### Task brief
Line by line, copy the material that follows without leaving anything out.

*** Block opens ***

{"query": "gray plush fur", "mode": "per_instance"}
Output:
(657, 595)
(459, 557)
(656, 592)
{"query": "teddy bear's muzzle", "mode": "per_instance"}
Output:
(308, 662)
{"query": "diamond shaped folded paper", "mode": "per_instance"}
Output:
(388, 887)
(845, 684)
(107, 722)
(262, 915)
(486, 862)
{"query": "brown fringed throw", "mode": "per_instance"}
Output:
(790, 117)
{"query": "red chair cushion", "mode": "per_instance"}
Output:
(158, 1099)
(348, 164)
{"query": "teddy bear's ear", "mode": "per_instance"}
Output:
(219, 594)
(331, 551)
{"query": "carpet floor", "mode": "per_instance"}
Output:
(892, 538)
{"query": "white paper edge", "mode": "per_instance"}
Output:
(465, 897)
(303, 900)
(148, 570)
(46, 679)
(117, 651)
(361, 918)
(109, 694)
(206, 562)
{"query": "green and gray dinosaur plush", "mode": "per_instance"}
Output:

*** Block closes ***

### Answer section
{"query": "gray plush fur", "mode": "per_instance"}
Output:
(657, 595)
(459, 557)
(656, 592)
{"query": "teddy bear's muzzle", "mode": "per_instance"}
Output:
(308, 662)
{"query": "diamond shaped folded paper", "mode": "per_instance"}
Output:
(388, 887)
(845, 684)
(107, 722)
(262, 915)
(486, 862)
{"query": "brown fringed throw", "mode": "per_instance"}
Output:
(790, 117)
{"query": "red chair cushion", "mode": "per_instance"}
Output:
(158, 1099)
(348, 164)
{"query": "teddy bear's ear", "mode": "per_instance"}
Output:
(219, 594)
(331, 551)
{"query": "carpet floor", "mode": "per_instance"}
Output:
(892, 538)
{"query": "white paper edge", "mode": "per_instance"}
Output:
(465, 897)
(303, 900)
(148, 570)
(46, 679)
(117, 651)
(361, 918)
(109, 694)
(206, 562)
{"query": "green and gray dinosaur plush", "mode": "per_instance"}
Output:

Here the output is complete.